[[ Passage to read, beginning ]]

Alright, bear with me here, I’ve got a story to tell and it’s a longie.
So, I’ve been eating Jimmy John’s sandwiches since college, as most people who’ve been to college in the last quarter century have done. I’ve always ordered their Veggie #6 with a side pickle (which I pay extra for- a lot extra in my opinion for one pickle), to be sliced up and put on my sandwich. Every Jimmy John’s in Michigan complied happily with my request and it was never an issue that I wanted a pickle cut up and put on my sandwich.
Until I moved to North Carolina.
A few months ago I visited my first NC Jimmy John’s . I made placed my order as usual, but was met with a snarky comment from the chick at the register that they couldn’t put pickle on my sandwich. When I asked why not, she said it wasn’t allowed. Because she was, erm, rather lacking in the customer service department and I was on my way to a meeting and didn’t have time to argue with her, I told her just to wrap the pickle up by itself and put it in the bag with the sandwich. I figured this was a one time run in and this particular shop hadn’t trained their employees in good customer service. Didn’t really think about it that much and figured I wouldn’t have to deal with this again by simply avoiding that shop.

[[ Passage to read, end ]]
[[ Data below, beginning ]]

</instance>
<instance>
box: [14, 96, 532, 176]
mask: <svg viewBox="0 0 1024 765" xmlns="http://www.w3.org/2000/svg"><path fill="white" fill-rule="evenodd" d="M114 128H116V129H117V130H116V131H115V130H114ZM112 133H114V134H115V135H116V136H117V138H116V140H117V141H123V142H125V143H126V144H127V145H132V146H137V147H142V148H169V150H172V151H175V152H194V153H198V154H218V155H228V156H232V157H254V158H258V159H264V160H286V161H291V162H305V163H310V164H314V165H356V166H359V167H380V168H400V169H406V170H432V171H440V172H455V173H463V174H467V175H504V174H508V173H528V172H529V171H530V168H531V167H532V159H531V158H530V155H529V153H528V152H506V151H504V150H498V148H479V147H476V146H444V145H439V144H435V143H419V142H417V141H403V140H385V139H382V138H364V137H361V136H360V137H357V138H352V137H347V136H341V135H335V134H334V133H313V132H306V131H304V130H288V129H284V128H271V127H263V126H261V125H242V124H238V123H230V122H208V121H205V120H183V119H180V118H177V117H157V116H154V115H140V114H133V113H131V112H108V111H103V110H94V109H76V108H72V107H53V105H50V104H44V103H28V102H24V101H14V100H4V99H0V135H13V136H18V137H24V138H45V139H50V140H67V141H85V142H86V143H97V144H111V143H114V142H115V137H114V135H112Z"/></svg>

[[ Data below, end ]]

Exercise goal: Write out the part of the Jimmy John's pickle story above, starting at "Alright, bear with" and ending at "cut up and put on my sandwich.".

Expected output:
Alright, bear with me here, I’ve got a story to tell and it’s a longie.
So, I’ve been eating Jimmy John’s sandwiches since college, as most people who’ve been to college in the last quarter century have done. I’ve always ordered their Veggie #6 with a side pickle (which I pay extra for- a lot extra in my opinion for one pickle), to be sliced up and put on my sandwich. Every Jimmy John’s in Michigan complied happily with my request and it was never an issue that I wanted a pickle cut up and put on my sandwich.